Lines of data
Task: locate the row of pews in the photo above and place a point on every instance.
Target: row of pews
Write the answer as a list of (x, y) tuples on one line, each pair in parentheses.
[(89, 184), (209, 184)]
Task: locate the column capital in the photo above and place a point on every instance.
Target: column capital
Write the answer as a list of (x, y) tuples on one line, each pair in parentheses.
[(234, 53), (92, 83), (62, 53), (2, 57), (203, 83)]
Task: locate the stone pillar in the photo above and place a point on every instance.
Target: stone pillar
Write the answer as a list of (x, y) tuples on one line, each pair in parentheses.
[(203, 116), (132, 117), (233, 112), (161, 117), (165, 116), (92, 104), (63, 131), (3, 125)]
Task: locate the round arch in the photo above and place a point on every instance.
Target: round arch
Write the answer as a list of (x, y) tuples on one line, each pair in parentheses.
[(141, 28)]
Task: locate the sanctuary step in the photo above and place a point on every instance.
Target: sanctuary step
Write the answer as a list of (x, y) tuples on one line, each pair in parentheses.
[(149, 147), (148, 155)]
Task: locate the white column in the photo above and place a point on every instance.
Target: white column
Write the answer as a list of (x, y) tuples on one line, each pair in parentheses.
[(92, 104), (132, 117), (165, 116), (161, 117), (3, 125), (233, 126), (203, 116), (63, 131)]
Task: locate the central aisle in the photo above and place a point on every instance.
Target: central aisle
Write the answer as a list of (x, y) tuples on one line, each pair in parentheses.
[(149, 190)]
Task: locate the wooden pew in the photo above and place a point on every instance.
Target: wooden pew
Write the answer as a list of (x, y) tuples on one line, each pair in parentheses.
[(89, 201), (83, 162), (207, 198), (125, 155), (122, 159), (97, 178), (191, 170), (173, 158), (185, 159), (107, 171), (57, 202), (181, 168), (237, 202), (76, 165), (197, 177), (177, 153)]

...

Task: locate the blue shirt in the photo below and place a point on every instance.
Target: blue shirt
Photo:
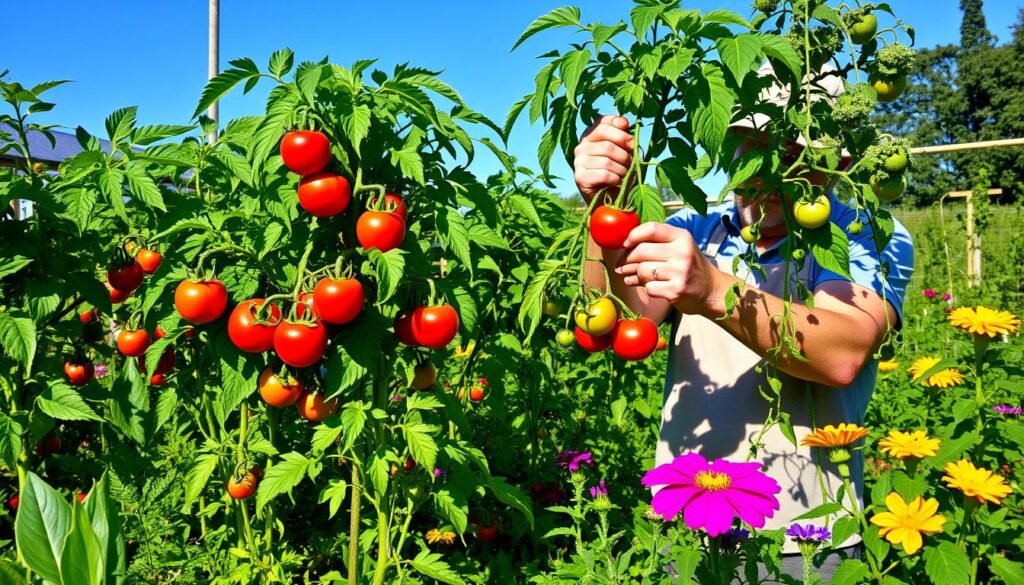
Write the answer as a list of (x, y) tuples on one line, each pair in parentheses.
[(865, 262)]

Your goal | Begin at the line of the material that contains "Task: locate the central" and stop after the line that contains "[(149, 190)]". Write out every line in that span unchanged, except raise each coordinate in the answer by 60.

Response for this exercise |
Task: locate the central aisle in the photo above and place a point on every instance.
Target: central aisle
Write the answer as a list of (x, y) tuples on one line, each pair in parentheses.
[(209, 250)]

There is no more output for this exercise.